───── Texto aportado
Los nuevos barrios nacen ya con estos condicionantes de facilitación del tránsito y las comunicaciones. Como resultado de todo esto, la ciu­dad pierde diversidad de ambientes, se homogeneiza. A pesar de todo, el transporte no se resuelve, el tránsito se colapsa, el suelo céntrico se enca­rece enormemente. La ciudad, centro de todos los intercambios, se vuelve stressada bajo el flujo incesante, que además de saturar las calles de auto­móviles satura también el aire de humos, que los mecanismos naturales de ventilación no llegan a dispersar con suficiente eficacia.
──────────
Qué se pide ::
¿Cómo seguiría el texto sobre el tránsito en la ciudad después de su última oración? Escribe esa continuación.
───── Datos aportados
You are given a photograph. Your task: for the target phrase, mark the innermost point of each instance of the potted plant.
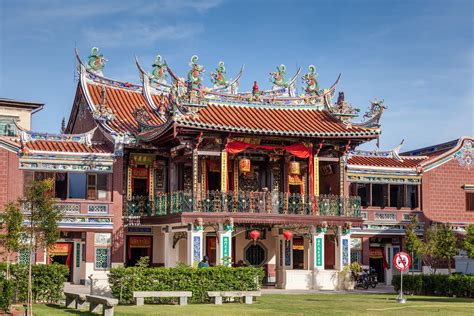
──────────
Respuesta del ejercicio ::
La ciudad heterótrofa y explotadora se vuelve, además, un sistema en stress. Este es un tercer punto de reflexión. Yo hablo de stress del sistema. No hace falta decir que también hay stress para la población. Ruidos, nerviosismo en el tránsito y prisas condu­cen a una patología específica. La población humana es sensible al esta­do de su entorno. También lo es en un sentido más mecánico, ya que la con­taminación afecta a los procesos res­piratorios. Todo esto son consecuen­cias a nivel individual del stress del sistema.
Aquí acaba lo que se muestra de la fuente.